Start of Source text

Many of those who have signed the documents to allow logging in coastal areas do not reside there. Instead they reside further in the interior, in bush villages that have an interest in logging and roads. It is true that these bush villagers do have relatives living along the coast and have customary rights to access coastal lands and their resources, but this is not the same as those bush villagers being the major clan leaders of those more coastal terrains. The interior villages see logging as a practical way of providing roads into the mountainous interior given that the government has been unable to fund and build those roads. Bush villagers are not affected by the oil palm plantations that are being established in the flatter, fertile and gently sloping hills close to the coast. Ironically, many of these interior villagers who support logging do not want oil palm plantations and certainly not in their home terrains. Nevertheless these same bush villages have at times raided and assaulted coastal villagers who seek to stop logging operations. In doing so, these bush villagers have been led by the directors of the local landowner company, which is largely funded by the Malaysian logging Company. Some of these directors live in the interior villagers and like the other landowner company directors they receive money from the Malaysian logging company, which allows them to visit town. There they stay in expensive hotels, eat and drink at restaurants and bars, and hire local prostitutes.

Private Security, Violence and Terror

The logging company also pays for the travel expenses of riot squad police. Indeed the Malaysian company houses, feeds and gives a monetary bonus to these police for their time in the logging camps in Pomio. Supplementing the violence and intimidation provided by the riot squad, the logging company has also recruited a large army of private security staff from villages in the interior who support logging. Ostensibly hired to protect company machinery at night from sabotage, this security staff is used in the daytime to protect the bulldozers, trucks, drivers and chain saw operators as these are pushed into new logging areas that are disputed and that coastal villagers do not want clear-felled and planted with oil palms.

End of Source text
Start of Data excerpts

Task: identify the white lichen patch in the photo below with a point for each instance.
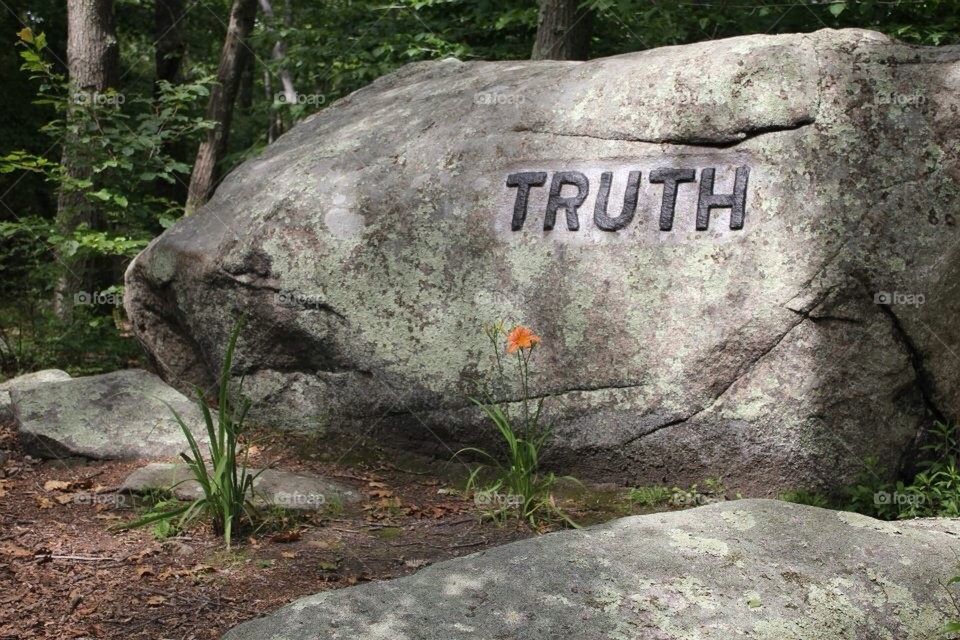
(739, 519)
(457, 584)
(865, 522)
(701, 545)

End of Data excerpts
Start of Data excerpts

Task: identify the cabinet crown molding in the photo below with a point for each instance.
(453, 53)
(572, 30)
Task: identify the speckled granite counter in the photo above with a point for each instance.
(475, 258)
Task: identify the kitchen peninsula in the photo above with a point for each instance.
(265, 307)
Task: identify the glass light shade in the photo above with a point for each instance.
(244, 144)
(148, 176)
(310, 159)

End of Data excerpts
Start of Data excerpts

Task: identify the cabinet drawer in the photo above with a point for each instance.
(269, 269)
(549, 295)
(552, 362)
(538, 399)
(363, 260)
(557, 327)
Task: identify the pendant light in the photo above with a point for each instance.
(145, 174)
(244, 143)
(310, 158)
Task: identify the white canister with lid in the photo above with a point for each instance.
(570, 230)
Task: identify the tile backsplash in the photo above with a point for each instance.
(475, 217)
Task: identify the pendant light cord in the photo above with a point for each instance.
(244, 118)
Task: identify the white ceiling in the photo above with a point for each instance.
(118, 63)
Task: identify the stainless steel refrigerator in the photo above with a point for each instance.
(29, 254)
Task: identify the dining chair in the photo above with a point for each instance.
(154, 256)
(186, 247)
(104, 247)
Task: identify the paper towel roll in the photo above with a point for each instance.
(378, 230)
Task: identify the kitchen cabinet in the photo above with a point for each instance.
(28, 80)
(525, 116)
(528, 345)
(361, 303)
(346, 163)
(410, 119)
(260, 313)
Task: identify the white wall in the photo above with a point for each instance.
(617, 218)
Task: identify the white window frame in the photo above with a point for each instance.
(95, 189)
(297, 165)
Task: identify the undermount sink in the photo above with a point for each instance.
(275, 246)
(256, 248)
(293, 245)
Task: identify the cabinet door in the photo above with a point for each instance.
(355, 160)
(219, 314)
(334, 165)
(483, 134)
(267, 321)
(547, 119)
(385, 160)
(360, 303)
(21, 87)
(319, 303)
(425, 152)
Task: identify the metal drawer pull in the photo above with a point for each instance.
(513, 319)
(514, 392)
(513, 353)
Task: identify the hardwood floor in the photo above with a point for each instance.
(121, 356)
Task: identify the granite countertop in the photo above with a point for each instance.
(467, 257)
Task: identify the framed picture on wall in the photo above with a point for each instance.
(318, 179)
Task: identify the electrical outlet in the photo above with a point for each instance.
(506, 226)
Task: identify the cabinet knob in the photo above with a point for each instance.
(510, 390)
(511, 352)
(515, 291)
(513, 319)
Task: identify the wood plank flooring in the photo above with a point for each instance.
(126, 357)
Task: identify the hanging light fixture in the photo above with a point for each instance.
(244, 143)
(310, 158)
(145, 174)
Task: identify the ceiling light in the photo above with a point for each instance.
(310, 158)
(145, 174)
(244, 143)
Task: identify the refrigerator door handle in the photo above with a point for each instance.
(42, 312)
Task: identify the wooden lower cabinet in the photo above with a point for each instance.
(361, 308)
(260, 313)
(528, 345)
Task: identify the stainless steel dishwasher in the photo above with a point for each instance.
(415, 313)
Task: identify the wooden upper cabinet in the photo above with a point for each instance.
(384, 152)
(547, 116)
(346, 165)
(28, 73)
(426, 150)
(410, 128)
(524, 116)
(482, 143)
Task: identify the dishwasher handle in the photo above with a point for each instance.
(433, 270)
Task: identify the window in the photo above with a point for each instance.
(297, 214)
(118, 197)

End of Data excerpts

- Requirement 1
Using the text on logging, answer these:
(a) Why do the interior villages see logging as a practical option?
(b) Who largely funds the local landowner company?
(c) What is the private security staff ostensibly hired to do?
- Requirement 2
From the text on logging, return the passage that begins at the words "The logging company also" and stops after "with oil palms.".

- Exercise output 1
(a) It provides roads into the mountainous interior, since the government has been unable to fund and build those roads.
(b) The Malaysian logging company.
(c) Protect company machinery at night from sabotage.

- Exercise output 2
The logging company also pays for the travel expenses of riot squad police. Indeed the Malaysian company houses, feeds and gives a monetary bonus to these police for their time in the logging camps in Pomio. Supplementing the violence and intimidation provided by the riot squad, the logging company has also recruited a large army of private security staff from villages in the interior who support logging. Ostensibly hired to protect company machinery at night from sabotage, this security staff is used in the daytime to protect the bulldozers, trucks, drivers and chain saw operators as these are pushed into new logging areas that are disputed and that coastal villagers do not want clear-felled and planted with oil palms.